● Stated problem: Convert the data from the line containing "A note to the class: find the sweater" through the end into a Markdown table with the columns "Row" and "Line". Give one numbered row per line and leave out any blank lines.

━━━━

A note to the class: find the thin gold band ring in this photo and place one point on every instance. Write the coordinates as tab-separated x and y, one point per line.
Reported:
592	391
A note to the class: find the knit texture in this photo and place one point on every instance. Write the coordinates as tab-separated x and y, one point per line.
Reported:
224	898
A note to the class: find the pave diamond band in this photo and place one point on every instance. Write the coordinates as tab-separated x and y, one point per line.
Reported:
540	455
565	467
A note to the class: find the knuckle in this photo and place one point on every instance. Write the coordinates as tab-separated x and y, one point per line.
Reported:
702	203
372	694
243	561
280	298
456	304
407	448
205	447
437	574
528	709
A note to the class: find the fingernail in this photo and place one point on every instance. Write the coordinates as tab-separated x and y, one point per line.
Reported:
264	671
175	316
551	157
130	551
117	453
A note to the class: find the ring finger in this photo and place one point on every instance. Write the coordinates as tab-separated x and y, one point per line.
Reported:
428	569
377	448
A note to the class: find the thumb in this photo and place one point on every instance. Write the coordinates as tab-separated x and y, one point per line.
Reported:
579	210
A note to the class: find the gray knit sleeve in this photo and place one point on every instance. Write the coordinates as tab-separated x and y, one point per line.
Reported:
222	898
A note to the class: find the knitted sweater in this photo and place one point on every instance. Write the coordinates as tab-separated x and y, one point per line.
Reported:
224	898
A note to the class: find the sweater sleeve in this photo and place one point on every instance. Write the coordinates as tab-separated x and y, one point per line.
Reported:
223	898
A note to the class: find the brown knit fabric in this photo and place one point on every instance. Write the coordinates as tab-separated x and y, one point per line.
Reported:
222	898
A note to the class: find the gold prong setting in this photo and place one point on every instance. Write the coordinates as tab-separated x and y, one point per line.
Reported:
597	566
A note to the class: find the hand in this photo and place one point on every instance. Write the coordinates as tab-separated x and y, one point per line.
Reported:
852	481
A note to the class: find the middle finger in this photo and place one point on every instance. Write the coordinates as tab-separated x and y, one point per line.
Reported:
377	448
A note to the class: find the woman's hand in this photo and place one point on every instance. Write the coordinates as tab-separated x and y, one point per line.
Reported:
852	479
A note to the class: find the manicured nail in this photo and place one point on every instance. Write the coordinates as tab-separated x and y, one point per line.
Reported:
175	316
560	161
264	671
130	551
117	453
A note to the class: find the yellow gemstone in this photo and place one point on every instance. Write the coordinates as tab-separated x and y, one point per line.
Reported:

━━━━

● The reply:
| Row | Line |
|---|---|
| 1 | A note to the class: find the sweater sleeve in this photo and place one point on every instance. Write the coordinates as tab-separated x and y, one point per line. |
| 2 | Reported: |
| 3 | 223	898 |
| 4 | A note to the class: find the brown knit fabric in this photo and place one point on every instance. Write the coordinates as tab-separated x and y, one point per line. |
| 5 | Reported: |
| 6 | 222	898 |
| 7 | A note to the class: find the gold prong setting in this photo and place one point on every instance. Write the coordinates as tab-separated x and y, one point per line. |
| 8 | Reported: |
| 9 | 597	566 |
| 10 | A note to the class: find the hand in this photo and place one point on every instance. Write the coordinates as tab-separated x and y, one point per line. |
| 11 | Reported: |
| 12 | 852	481 |
| 13 | A note to the class: find the middle finger in this photo and place one point on every instance. Write the coordinates as tab-separated x and y, one point per line. |
| 14 | Reported: |
| 15 | 377	448 |
| 16 | A note to the class: find the woman's hand in this photo and place one point on every instance. Write the coordinates as tab-separated x and y, one point per line. |
| 17 | Reported: |
| 18 | 852	479 |
| 19 | A note to the class: find the manicured nail in this photo and place one point on every instance. Write the coordinates as tab-separated x and y, one point per line. |
| 20 | Reported: |
| 21 | 175	316 |
| 22 | 560	161 |
| 23 | 264	671 |
| 24 | 130	551 |
| 25 | 117	453 |
| 26 | A note to the class: find the yellow gemstone in this photo and place one point on every instance. Write the coordinates as tab-separated x and y, one point per line. |
| 27 | Reported: |